***** Data shown *****

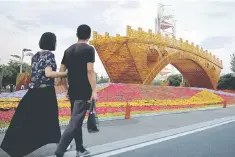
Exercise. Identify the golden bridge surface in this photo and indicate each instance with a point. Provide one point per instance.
(139, 56)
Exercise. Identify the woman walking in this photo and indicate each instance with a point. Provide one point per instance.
(35, 122)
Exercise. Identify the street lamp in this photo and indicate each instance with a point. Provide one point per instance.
(21, 58)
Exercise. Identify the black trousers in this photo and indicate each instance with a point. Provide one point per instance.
(78, 137)
(74, 128)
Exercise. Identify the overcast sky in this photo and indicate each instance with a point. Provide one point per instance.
(208, 23)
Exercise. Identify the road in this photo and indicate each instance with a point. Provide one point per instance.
(135, 127)
(216, 142)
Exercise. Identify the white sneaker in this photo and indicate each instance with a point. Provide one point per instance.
(69, 147)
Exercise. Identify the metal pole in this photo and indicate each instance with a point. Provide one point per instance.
(21, 62)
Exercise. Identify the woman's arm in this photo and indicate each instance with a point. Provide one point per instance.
(53, 74)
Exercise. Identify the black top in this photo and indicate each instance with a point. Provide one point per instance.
(75, 59)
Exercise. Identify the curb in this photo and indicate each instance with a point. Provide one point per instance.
(65, 123)
(108, 148)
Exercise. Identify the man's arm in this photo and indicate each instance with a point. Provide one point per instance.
(63, 81)
(90, 58)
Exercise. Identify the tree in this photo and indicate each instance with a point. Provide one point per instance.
(175, 79)
(232, 62)
(11, 70)
(227, 82)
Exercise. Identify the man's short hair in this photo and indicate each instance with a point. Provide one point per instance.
(48, 41)
(83, 32)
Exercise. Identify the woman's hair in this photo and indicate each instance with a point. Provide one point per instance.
(48, 41)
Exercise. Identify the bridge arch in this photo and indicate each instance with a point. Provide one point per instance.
(194, 72)
(139, 56)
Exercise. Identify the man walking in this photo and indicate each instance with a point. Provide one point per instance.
(79, 61)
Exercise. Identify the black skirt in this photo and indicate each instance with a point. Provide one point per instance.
(34, 124)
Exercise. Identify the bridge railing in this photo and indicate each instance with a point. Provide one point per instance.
(163, 40)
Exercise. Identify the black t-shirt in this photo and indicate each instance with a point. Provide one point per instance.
(75, 59)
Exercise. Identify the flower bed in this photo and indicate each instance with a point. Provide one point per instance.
(143, 99)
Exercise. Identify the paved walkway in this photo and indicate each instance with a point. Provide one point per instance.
(117, 130)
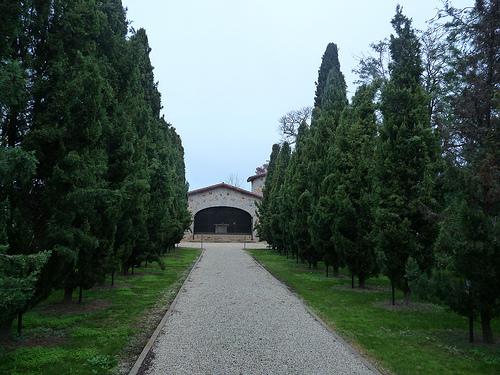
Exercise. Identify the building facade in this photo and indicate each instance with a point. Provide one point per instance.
(223, 212)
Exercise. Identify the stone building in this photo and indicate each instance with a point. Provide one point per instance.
(223, 212)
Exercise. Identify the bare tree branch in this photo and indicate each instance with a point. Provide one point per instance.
(290, 122)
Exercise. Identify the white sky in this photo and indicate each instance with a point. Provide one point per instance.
(228, 69)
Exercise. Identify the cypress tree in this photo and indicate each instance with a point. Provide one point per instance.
(353, 198)
(468, 238)
(277, 237)
(333, 100)
(406, 157)
(263, 212)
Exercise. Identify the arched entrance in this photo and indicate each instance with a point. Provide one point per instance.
(222, 220)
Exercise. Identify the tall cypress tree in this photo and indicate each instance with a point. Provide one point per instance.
(353, 198)
(263, 212)
(333, 100)
(406, 157)
(277, 237)
(470, 230)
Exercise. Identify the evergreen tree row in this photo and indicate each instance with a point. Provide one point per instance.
(404, 180)
(92, 178)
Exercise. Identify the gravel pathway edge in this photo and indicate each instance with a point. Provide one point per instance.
(366, 361)
(139, 366)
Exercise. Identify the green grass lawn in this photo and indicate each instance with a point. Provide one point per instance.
(423, 339)
(110, 327)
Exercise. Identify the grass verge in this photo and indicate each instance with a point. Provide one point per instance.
(106, 333)
(419, 339)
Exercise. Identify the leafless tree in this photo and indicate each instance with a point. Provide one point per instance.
(262, 169)
(234, 180)
(290, 122)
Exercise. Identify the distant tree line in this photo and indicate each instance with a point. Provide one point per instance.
(403, 180)
(92, 177)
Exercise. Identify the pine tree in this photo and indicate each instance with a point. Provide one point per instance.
(406, 157)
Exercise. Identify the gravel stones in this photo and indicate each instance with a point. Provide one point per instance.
(233, 317)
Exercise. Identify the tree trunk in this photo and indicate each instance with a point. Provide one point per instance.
(486, 327)
(19, 323)
(5, 329)
(393, 293)
(68, 294)
(407, 293)
(362, 281)
(471, 328)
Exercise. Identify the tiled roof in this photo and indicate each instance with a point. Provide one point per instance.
(225, 186)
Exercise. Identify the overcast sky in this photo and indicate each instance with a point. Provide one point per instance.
(228, 69)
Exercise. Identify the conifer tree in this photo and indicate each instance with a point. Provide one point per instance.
(406, 157)
(277, 236)
(353, 154)
(332, 101)
(263, 212)
(469, 233)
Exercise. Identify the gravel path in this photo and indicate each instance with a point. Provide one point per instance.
(233, 317)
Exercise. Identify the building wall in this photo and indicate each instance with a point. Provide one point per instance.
(258, 185)
(222, 197)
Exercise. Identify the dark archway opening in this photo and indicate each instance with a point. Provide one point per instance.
(222, 220)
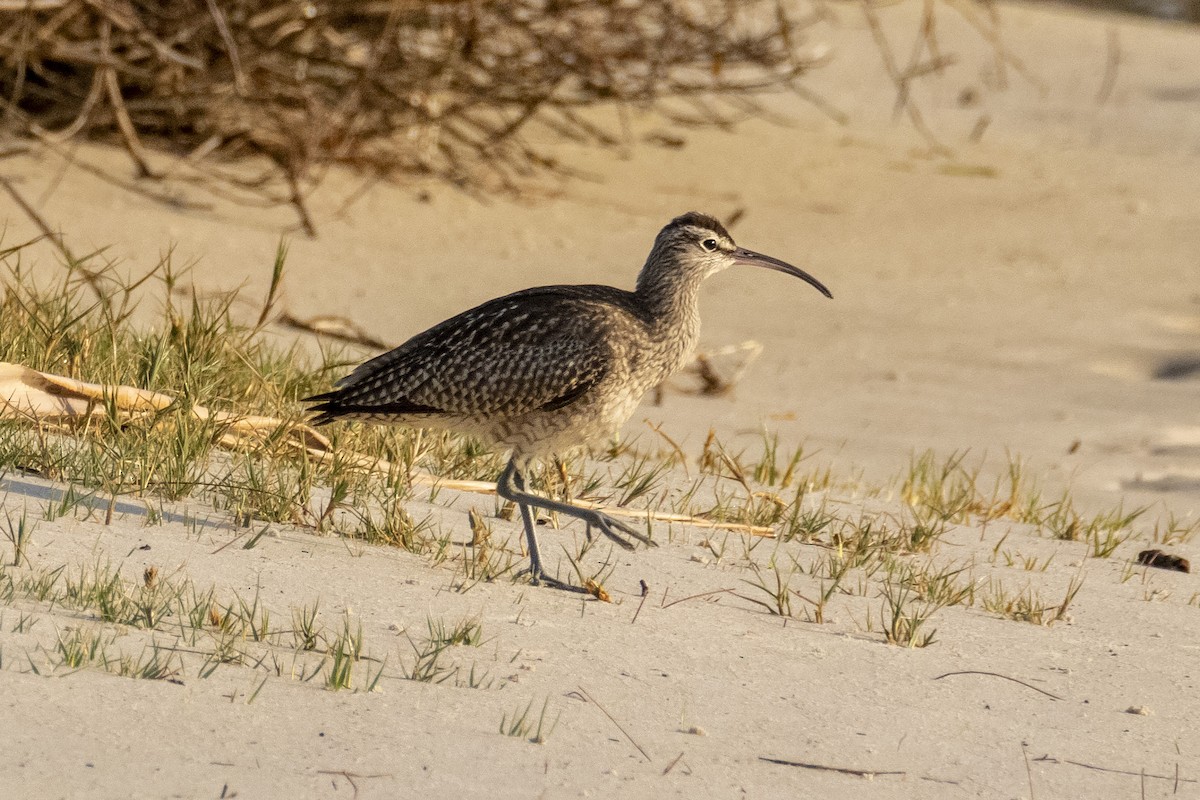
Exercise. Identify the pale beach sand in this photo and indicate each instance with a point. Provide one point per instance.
(1037, 294)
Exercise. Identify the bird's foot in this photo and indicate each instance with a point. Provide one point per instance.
(539, 578)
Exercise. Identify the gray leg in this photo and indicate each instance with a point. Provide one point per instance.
(511, 487)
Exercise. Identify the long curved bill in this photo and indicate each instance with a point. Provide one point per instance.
(751, 258)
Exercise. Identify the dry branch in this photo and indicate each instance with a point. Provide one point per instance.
(48, 400)
(393, 88)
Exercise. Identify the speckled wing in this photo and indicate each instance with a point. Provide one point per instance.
(534, 350)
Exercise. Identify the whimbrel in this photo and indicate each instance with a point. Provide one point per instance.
(552, 368)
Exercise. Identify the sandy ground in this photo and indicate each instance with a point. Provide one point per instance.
(1037, 293)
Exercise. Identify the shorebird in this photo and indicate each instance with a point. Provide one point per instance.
(545, 371)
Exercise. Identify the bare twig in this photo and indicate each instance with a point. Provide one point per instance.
(1175, 777)
(613, 720)
(994, 674)
(823, 768)
(1110, 66)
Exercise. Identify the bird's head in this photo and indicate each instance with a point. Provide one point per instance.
(695, 246)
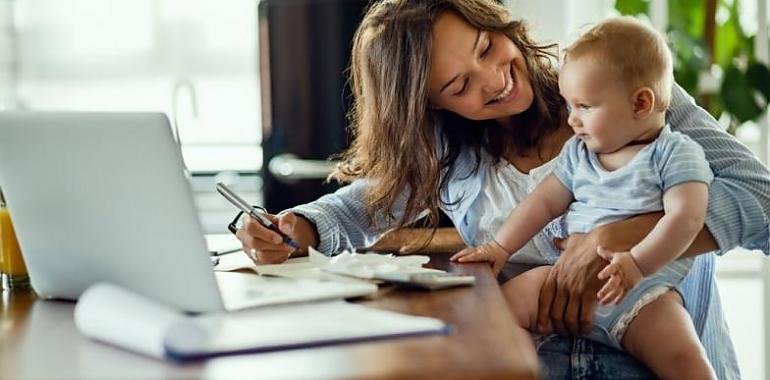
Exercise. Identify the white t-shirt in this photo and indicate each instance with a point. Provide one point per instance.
(504, 188)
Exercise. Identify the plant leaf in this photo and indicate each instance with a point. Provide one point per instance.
(738, 96)
(632, 7)
(758, 76)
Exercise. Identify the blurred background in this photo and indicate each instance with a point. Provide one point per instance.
(256, 91)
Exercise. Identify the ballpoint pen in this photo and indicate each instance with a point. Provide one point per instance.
(255, 213)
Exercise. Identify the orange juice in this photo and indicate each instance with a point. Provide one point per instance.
(11, 261)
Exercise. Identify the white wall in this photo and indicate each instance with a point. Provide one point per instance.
(559, 20)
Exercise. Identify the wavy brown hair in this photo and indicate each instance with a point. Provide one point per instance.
(402, 145)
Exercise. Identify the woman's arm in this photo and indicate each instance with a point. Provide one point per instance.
(340, 219)
(739, 197)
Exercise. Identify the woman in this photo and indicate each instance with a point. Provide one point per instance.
(457, 109)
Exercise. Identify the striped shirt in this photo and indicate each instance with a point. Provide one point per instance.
(739, 206)
(603, 196)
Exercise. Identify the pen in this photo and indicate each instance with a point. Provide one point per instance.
(254, 213)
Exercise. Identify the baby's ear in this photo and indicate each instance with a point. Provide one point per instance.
(644, 102)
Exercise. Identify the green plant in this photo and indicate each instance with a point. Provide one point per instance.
(706, 38)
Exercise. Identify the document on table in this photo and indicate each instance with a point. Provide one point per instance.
(343, 267)
(117, 316)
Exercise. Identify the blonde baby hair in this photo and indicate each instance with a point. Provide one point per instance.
(634, 52)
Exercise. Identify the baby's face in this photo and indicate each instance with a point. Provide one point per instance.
(601, 109)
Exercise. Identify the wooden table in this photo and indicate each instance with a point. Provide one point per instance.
(39, 341)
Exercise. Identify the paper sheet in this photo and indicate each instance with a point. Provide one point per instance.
(346, 267)
(291, 326)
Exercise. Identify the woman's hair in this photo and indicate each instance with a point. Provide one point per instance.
(636, 54)
(406, 148)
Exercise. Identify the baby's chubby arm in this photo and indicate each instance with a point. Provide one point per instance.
(684, 214)
(549, 200)
(684, 207)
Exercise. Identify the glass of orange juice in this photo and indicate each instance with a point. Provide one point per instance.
(12, 267)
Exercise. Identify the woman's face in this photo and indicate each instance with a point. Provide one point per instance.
(477, 74)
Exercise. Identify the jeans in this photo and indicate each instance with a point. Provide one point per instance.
(566, 358)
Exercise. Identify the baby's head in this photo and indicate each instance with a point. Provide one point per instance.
(617, 76)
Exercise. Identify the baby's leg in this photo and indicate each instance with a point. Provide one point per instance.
(663, 337)
(522, 293)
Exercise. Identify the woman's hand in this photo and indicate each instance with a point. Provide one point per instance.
(490, 252)
(264, 246)
(568, 296)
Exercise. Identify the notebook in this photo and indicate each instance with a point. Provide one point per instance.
(128, 320)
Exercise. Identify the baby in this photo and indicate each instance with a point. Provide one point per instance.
(623, 161)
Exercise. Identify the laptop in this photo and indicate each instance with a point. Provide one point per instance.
(102, 197)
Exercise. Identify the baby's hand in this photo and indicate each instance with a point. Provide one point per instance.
(490, 252)
(623, 274)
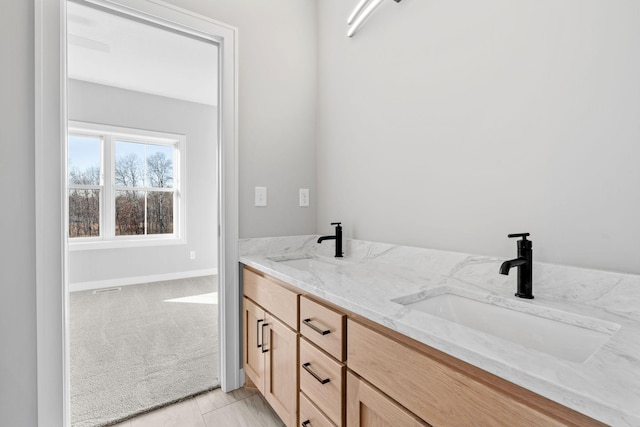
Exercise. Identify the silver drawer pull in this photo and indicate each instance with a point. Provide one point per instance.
(315, 328)
(314, 375)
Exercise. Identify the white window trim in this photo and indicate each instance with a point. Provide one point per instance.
(107, 238)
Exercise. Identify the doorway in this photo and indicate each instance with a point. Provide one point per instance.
(142, 105)
(53, 278)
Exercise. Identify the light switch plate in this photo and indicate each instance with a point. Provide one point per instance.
(261, 196)
(304, 197)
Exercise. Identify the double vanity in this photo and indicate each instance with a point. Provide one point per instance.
(408, 336)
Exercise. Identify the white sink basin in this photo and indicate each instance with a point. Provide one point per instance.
(561, 334)
(309, 262)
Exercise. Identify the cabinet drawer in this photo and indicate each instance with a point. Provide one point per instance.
(367, 406)
(323, 327)
(322, 380)
(276, 299)
(437, 393)
(311, 416)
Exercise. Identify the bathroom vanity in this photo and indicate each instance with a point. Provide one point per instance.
(349, 342)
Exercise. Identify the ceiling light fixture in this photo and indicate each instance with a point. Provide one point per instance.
(362, 10)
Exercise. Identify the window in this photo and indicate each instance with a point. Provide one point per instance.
(124, 186)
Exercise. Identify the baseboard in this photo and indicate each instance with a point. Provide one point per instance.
(126, 281)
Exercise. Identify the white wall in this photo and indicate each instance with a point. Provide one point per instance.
(277, 99)
(17, 218)
(451, 124)
(96, 103)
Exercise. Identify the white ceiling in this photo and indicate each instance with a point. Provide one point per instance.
(111, 50)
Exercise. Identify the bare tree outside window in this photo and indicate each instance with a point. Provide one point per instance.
(138, 169)
(84, 186)
(128, 180)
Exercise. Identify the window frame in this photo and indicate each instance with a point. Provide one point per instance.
(109, 135)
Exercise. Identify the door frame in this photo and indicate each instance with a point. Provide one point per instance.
(50, 159)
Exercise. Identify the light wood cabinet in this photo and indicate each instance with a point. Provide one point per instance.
(324, 327)
(368, 407)
(281, 369)
(388, 380)
(444, 391)
(270, 344)
(253, 328)
(311, 416)
(322, 380)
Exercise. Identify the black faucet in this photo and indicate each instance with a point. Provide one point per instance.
(337, 238)
(524, 262)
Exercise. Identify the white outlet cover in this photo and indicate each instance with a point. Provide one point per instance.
(304, 197)
(261, 196)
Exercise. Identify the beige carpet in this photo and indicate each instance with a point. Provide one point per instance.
(142, 347)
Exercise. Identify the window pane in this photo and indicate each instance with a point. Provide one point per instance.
(84, 213)
(159, 166)
(129, 170)
(159, 212)
(129, 213)
(84, 160)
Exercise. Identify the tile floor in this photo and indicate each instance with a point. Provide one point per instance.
(240, 408)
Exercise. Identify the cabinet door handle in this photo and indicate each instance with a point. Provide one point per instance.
(264, 347)
(258, 333)
(315, 328)
(314, 375)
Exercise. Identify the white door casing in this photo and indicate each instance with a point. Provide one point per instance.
(50, 157)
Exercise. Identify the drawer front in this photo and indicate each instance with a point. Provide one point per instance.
(437, 393)
(323, 327)
(316, 368)
(267, 293)
(367, 406)
(311, 416)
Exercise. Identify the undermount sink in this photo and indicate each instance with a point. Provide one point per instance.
(309, 262)
(561, 334)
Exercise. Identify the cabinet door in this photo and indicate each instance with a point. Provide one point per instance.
(367, 407)
(253, 337)
(281, 373)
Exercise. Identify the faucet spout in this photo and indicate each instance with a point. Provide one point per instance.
(323, 238)
(337, 237)
(524, 262)
(508, 265)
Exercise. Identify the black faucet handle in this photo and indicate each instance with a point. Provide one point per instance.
(523, 235)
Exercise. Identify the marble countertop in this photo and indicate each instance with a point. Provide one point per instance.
(605, 387)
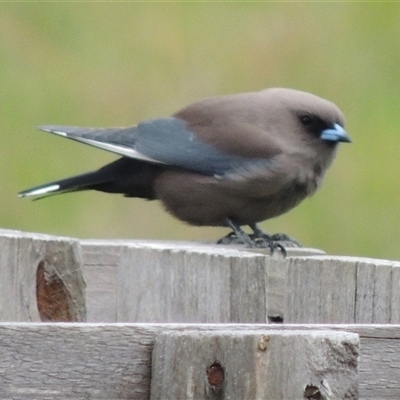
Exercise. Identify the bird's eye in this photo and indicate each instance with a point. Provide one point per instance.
(306, 120)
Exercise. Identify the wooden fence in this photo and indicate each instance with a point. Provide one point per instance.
(168, 320)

*****

Work to be completed: All that is wanted is an exact copy of the lines from the line bearing "Exercise. Identify the black faucet handle" through the final line of the entries, including both ends but no pictures.

Response box:
Exercise. Identify the black faucet handle in this photo and indicate each instance with a point. Provide one point per instance.
(523, 235)
Exercise. Identify the marble countertop in this photo and indicate each instance with a point. Provide one point per instance.
(605, 387)
Exercise. Identify the bird's eye in this photo and indicate each instance with a point. Provide one point per instance.
(306, 120)
Exercise. Identify the wooden fence in this photo and indicate each instance with a point. Provide one point per instance.
(168, 320)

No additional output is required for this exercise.